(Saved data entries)
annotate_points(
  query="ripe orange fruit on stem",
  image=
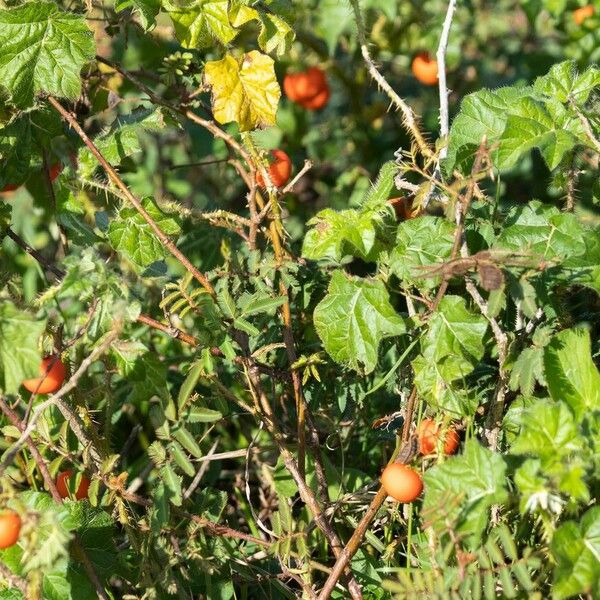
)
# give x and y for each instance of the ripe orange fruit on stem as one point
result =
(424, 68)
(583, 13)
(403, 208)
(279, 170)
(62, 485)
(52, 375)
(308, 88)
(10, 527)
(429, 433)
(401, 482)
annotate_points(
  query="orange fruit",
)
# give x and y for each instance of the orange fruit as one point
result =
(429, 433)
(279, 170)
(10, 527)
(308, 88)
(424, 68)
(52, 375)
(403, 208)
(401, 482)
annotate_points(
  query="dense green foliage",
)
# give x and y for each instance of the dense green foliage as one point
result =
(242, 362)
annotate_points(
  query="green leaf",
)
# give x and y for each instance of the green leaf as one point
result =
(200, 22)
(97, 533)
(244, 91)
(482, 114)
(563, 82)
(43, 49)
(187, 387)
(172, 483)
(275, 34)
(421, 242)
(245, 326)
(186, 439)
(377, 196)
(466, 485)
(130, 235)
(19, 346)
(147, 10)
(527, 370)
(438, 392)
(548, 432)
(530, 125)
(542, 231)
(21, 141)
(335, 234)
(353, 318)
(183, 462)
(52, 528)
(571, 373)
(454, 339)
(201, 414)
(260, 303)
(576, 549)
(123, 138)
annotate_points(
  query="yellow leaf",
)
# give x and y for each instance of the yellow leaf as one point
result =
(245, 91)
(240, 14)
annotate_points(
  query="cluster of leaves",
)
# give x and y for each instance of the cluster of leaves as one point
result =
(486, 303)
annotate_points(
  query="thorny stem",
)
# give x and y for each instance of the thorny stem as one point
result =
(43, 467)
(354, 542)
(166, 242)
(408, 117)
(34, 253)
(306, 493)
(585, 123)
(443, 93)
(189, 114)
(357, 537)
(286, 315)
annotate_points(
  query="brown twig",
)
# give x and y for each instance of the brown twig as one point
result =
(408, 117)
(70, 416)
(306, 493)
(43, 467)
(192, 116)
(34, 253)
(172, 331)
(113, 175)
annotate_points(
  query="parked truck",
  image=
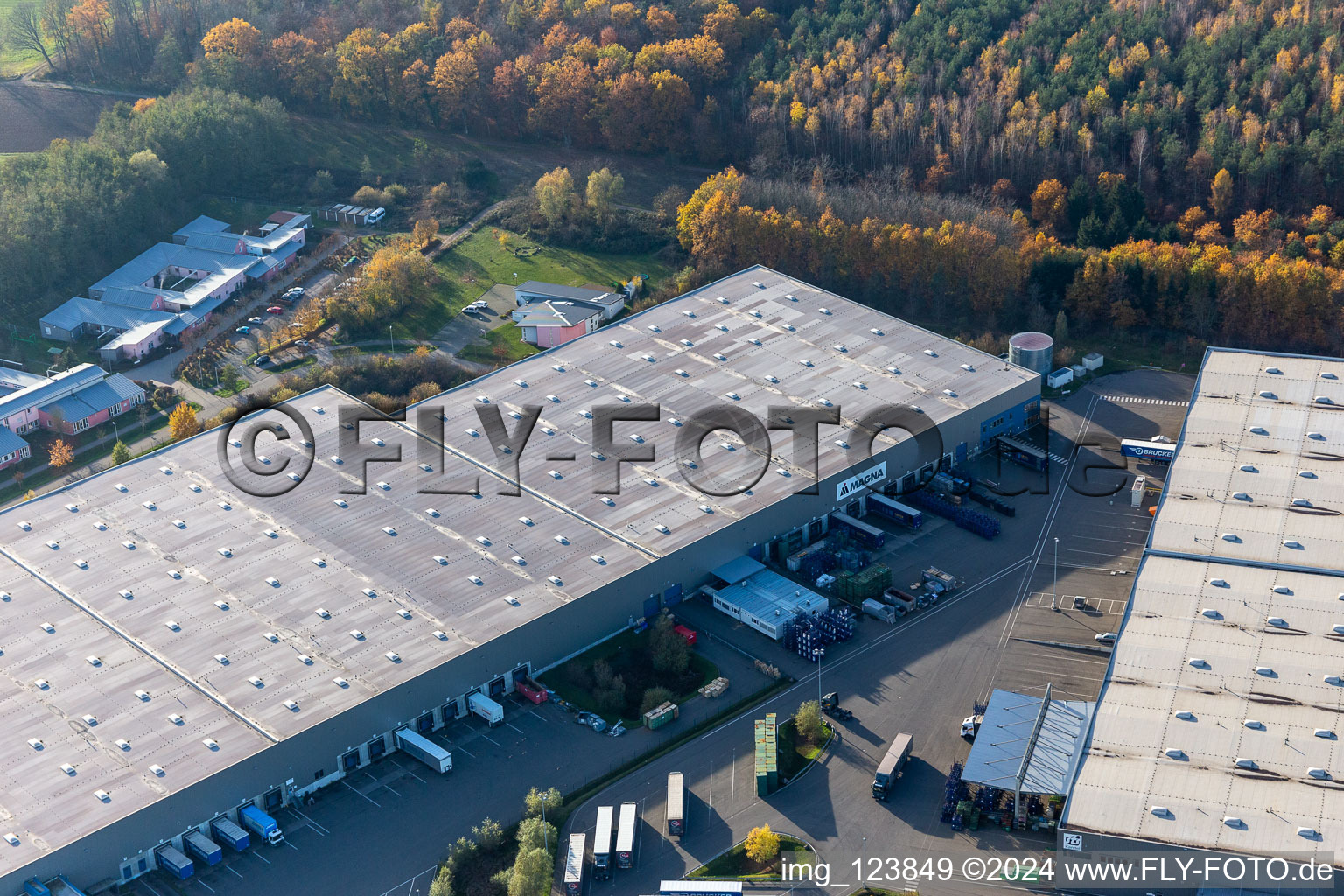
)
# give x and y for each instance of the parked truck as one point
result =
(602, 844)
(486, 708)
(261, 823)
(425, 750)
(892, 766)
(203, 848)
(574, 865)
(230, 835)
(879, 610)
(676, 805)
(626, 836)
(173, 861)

▸ **What this task involves**: Output all of the entries verbatim, leaving out any images.

▸ **Result of this task**:
annotate_points(
  query="ripe orange fruit on stem",
  image=
)
# give x and y for each instance of the ripe orange fruit on stem as one point
result =
(424, 68)
(583, 13)
(403, 208)
(279, 170)
(62, 485)
(52, 375)
(308, 88)
(10, 527)
(429, 433)
(401, 482)
annotate_points(
  query="orange fruit",
)
# give x and y for each instance of the orange fruit as one point
result =
(429, 433)
(279, 170)
(10, 527)
(308, 88)
(424, 68)
(52, 375)
(403, 208)
(401, 482)
annotate_points(
  query="dense green foliage",
)
# give x and y for each instance of the dense green foliage as one point
result =
(242, 362)
annotate_points(
  query="green leaf",
)
# give x and y for each instance of the green leaf as one point
result =
(200, 22)
(97, 533)
(244, 91)
(482, 114)
(563, 82)
(43, 49)
(187, 387)
(172, 483)
(275, 34)
(421, 242)
(245, 326)
(186, 439)
(377, 196)
(466, 485)
(130, 235)
(19, 346)
(147, 10)
(527, 370)
(438, 392)
(548, 432)
(530, 125)
(542, 231)
(21, 141)
(335, 234)
(353, 318)
(183, 462)
(52, 528)
(571, 373)
(454, 339)
(201, 414)
(260, 303)
(576, 549)
(123, 138)
annotate_points(
  query="yellow leaf",
)
# give x and y for each instance of the yellow leaf as one point
result =
(245, 91)
(240, 14)
annotate_points(
  query="cluster of leaves",
)
# give x and y for each instance of the cluster of leaves as one point
result =
(486, 303)
annotate_points(
  query="thorny stem",
)
# give x and y for each instance of the thorny stem as one point
result =
(43, 467)
(354, 542)
(166, 242)
(408, 117)
(34, 253)
(306, 493)
(585, 123)
(443, 93)
(189, 114)
(357, 537)
(286, 315)
annotate_points(
  query="brown twig",
)
# give x and y for each instance of the brown twig as one point
result =
(408, 117)
(70, 416)
(306, 493)
(43, 467)
(192, 116)
(34, 253)
(172, 331)
(113, 175)
annotate_points(
  query="parked truck",
  image=
)
# give x and y for each instance of the parked truck as one point
result =
(602, 844)
(486, 708)
(261, 823)
(425, 750)
(892, 766)
(203, 848)
(574, 865)
(230, 835)
(879, 610)
(676, 805)
(626, 836)
(173, 861)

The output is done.